### SHORT PROBLEM
Answer these questions about the exploratory data analysis text:
(a) What is the name of the database file that was built?
(b) Which column is the primary key of the playlists table?
(c) What was used to get access to audio features of song tracks?

### EXCERPT
---

Exploratory Data Analysis
SQLite database for data hosting and EDA
In this project, we used the Million Playlists Dataset from Spotify website. They were stored in a bundle of json files of Python dictionaries which had information about individual playlists and all tracks that each playlists contained. To organize the data in a form that was easy to work with, we built a SQLite database and registered information about playlists and tracks into tables. We then used Spotify API to get asccess to various audio features of song tracks.
Load libraries
import sys, os
import sqlite3
import pandas as pd
import json
import numpy as np
import matplotlib
import matplotlib.pyplot as plt
import seaborn as sns
%matplotlib inline
Create the database and tables
We built the database spotifyDB.db and created two tables for hosting tracks and playlists.
# create a new database by connecting to it
conn = sqlite3.connect("spotifyDB.db")
cur = conn.cursor()
# create the tracks table
cur.execute('''CREATE TABLE IF NOT EXISTS tracks (track text PRIMARY KEY,
track_name text, album text, album_name text, artist text, artist_name text,
duration_ms integer, playlist_member text, num_member integer
);''')
conn.commit()
# create playlists table
cur.execute('''CREATE TABLE IF NOT EXISTS playlists (playlist_id INTEGER PRIMARY KEY AUTOINCREMENT,
playlist_name TEXT, collaborative TEXT, modified_at INTEGER, num_tracks INTEGER, num_albums INTEGER,
num_artists INTEGER, num_followers INTEGER, num_edits INTEGER, playlist_duration_ms INTEGER,
tracks TEXT);''')
conn.commit()
Register playlist-track information into tables
Function definitions
First we defined several functions to process and prepare data for insertion.

---

### GIVEN RECORDS
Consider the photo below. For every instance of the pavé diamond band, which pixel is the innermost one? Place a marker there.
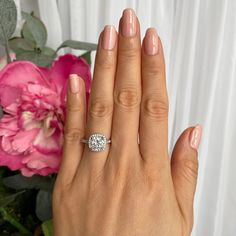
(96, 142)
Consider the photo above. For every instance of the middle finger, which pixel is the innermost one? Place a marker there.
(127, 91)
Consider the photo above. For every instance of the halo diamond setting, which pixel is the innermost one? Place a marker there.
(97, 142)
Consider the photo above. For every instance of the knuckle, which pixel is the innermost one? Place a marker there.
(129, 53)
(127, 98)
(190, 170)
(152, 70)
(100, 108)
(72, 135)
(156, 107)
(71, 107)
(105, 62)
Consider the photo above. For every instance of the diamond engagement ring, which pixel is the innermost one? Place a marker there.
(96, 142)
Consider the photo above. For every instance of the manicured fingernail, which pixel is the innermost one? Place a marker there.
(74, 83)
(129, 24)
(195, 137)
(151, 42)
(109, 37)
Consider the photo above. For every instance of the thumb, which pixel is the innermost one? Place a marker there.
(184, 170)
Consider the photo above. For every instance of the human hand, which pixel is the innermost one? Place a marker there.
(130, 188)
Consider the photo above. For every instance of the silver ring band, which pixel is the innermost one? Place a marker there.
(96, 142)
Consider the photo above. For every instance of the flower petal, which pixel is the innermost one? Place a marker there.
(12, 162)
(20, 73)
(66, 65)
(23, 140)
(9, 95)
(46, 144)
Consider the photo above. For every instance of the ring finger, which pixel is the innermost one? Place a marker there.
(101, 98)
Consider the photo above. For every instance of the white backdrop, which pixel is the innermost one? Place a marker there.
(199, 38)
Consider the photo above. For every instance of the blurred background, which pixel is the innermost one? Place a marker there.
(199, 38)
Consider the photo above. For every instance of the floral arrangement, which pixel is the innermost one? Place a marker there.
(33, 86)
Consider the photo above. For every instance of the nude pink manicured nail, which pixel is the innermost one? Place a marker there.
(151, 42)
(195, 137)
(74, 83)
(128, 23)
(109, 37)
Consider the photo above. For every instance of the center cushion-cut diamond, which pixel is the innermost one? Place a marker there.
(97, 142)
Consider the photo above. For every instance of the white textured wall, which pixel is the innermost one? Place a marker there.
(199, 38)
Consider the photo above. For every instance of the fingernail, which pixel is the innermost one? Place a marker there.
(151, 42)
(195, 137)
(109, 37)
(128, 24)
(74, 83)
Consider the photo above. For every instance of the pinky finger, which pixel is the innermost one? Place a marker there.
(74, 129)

---

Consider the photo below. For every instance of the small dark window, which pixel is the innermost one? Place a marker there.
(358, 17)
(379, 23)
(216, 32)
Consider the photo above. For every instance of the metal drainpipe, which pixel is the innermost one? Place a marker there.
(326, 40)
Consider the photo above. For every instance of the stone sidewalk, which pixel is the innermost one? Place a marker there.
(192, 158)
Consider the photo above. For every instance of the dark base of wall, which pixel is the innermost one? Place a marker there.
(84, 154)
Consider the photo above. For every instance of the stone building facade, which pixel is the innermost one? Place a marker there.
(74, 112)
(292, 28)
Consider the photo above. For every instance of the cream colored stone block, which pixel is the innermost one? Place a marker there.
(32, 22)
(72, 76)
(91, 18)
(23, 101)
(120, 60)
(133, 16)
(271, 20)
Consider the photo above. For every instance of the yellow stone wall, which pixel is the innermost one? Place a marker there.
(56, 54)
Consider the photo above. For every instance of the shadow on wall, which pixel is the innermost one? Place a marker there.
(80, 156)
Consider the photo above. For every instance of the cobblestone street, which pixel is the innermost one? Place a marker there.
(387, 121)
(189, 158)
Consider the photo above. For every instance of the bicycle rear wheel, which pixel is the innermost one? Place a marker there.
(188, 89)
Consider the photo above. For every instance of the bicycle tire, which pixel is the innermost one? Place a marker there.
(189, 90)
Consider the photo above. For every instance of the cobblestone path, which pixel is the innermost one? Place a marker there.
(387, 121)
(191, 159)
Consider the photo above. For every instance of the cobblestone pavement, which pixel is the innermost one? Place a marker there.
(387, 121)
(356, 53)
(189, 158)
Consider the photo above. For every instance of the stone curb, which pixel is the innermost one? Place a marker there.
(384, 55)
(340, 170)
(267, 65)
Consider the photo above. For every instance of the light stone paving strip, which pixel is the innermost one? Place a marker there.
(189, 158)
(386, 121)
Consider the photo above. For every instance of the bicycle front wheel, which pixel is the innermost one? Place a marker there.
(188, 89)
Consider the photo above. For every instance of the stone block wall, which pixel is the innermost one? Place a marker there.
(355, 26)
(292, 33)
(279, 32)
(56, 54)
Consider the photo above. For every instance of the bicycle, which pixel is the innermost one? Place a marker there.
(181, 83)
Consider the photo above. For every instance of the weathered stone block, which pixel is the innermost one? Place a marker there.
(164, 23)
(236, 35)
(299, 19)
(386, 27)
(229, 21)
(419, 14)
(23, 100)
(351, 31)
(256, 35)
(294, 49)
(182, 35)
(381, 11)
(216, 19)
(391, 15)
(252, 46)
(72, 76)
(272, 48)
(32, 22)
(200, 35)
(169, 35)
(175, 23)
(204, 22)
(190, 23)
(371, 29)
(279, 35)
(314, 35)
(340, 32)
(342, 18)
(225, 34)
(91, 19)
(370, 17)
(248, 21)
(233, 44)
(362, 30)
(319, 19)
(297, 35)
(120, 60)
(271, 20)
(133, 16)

---

### ANSWER BELOW
(a) spotifyDB.db
(b) playlist_id
(c) The Spotify API